» **Task goal**: Would it be possible to write out each entry below exactly, without the pictures?

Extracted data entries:
+++

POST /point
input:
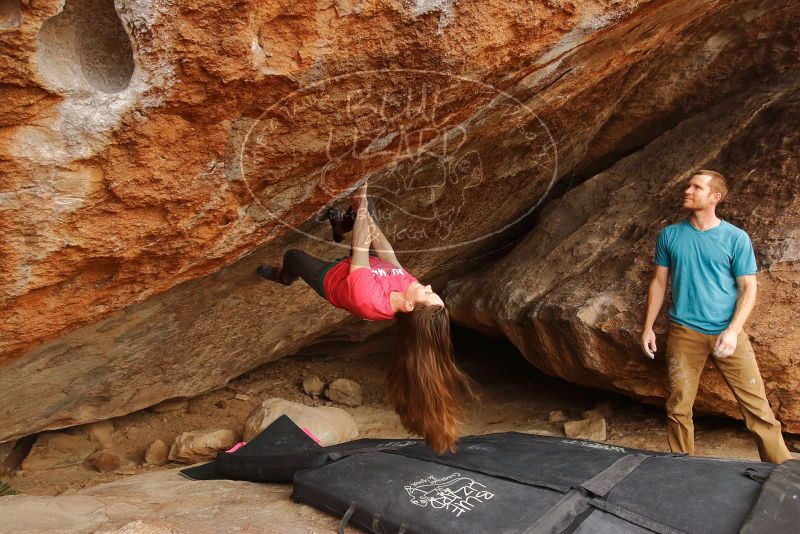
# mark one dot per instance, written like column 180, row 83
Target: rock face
column 571, row 296
column 165, row 503
column 142, row 157
column 344, row 391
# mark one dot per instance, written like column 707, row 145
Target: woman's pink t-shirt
column 365, row 292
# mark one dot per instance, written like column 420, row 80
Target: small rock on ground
column 313, row 385
column 591, row 429
column 105, row 461
column 157, row 453
column 345, row 391
column 557, row 417
column 200, row 445
column 172, row 405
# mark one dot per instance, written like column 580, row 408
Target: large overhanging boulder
column 153, row 154
column 572, row 295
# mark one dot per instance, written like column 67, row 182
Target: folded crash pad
column 521, row 483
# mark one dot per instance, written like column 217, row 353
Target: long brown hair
column 424, row 386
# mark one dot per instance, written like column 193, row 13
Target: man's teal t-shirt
column 704, row 267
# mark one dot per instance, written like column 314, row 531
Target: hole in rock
column 86, row 43
column 10, row 14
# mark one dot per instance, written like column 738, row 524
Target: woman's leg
column 297, row 264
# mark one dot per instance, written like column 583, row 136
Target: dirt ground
column 515, row 396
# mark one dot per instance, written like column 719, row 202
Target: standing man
column 713, row 292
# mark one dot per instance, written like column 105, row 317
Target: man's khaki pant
column 687, row 351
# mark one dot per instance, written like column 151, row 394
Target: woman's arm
column 362, row 235
column 382, row 246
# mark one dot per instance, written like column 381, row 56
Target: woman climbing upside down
column 423, row 382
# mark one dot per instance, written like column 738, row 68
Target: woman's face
column 417, row 293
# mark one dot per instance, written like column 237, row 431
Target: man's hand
column 359, row 196
column 649, row 343
column 726, row 344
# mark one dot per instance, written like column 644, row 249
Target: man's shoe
column 270, row 273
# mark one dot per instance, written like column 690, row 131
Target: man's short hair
column 718, row 183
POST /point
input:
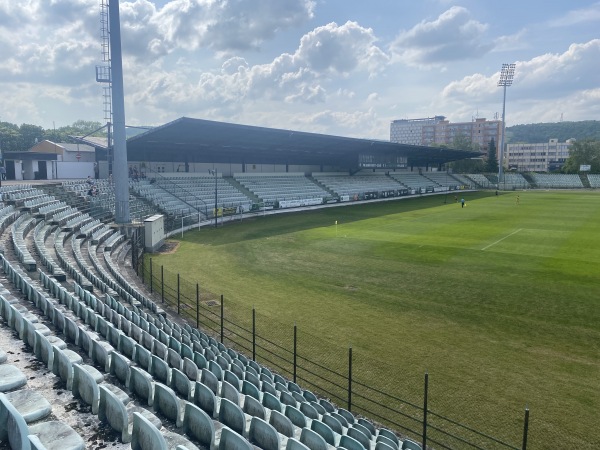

+++

» **Solution below**:
POST /point
input:
# mark one dot per instance, written like column 180, row 83
Target: rock face
column 571, row 296
column 165, row 503
column 142, row 157
column 344, row 391
# mark one dot per instance, written like column 707, row 145
Target: woman's pink t-shirt
column 365, row 292
# mark one dot per instance, written like column 420, row 80
Target: small rock on ground
column 313, row 385
column 591, row 429
column 105, row 461
column 157, row 453
column 345, row 391
column 557, row 417
column 200, row 445
column 172, row 405
# mark one dot per instance, written like column 580, row 408
Target: large overhanging boulder
column 153, row 154
column 572, row 295
# mark one dot per instance, written like column 67, row 182
Target: folded crash pad
column 521, row 483
# mark one dot per instance, written like column 217, row 353
Target: long brown hair
column 424, row 386
# mark one dot per instance, written like column 193, row 13
Target: man's teal t-shirt
column 704, row 267
# mark one dot per instance, written like column 314, row 531
Target: hole in rock
column 86, row 43
column 10, row 14
# mark one dot per instance, written like column 738, row 524
Target: woman's leg
column 297, row 264
# mark one dot per instance, written like column 583, row 136
Target: dirt ground
column 515, row 396
# mark one dot per instance, written like column 719, row 202
Target: standing man
column 713, row 292
# mark one dot per instance, written like column 105, row 317
Target: man's khaki pant
column 687, row 351
# mark one dot per instance, written like column 151, row 394
Target: woman's arm
column 362, row 235
column 382, row 246
# mark one dot per instance, written like column 381, row 56
Target: woman climbing upside down
column 423, row 382
# mark one dot per instance, written like column 738, row 68
Target: woman's face
column 417, row 293
# mark one dot per instance, written like column 237, row 431
Target: man's hand
column 359, row 196
column 649, row 343
column 726, row 344
# mark one dot per instance, written like column 644, row 249
Target: man's shoe
column 270, row 273
# mark one dot per instance, written like column 690, row 131
Target: man's short hair
column 718, row 183
POST /point
input:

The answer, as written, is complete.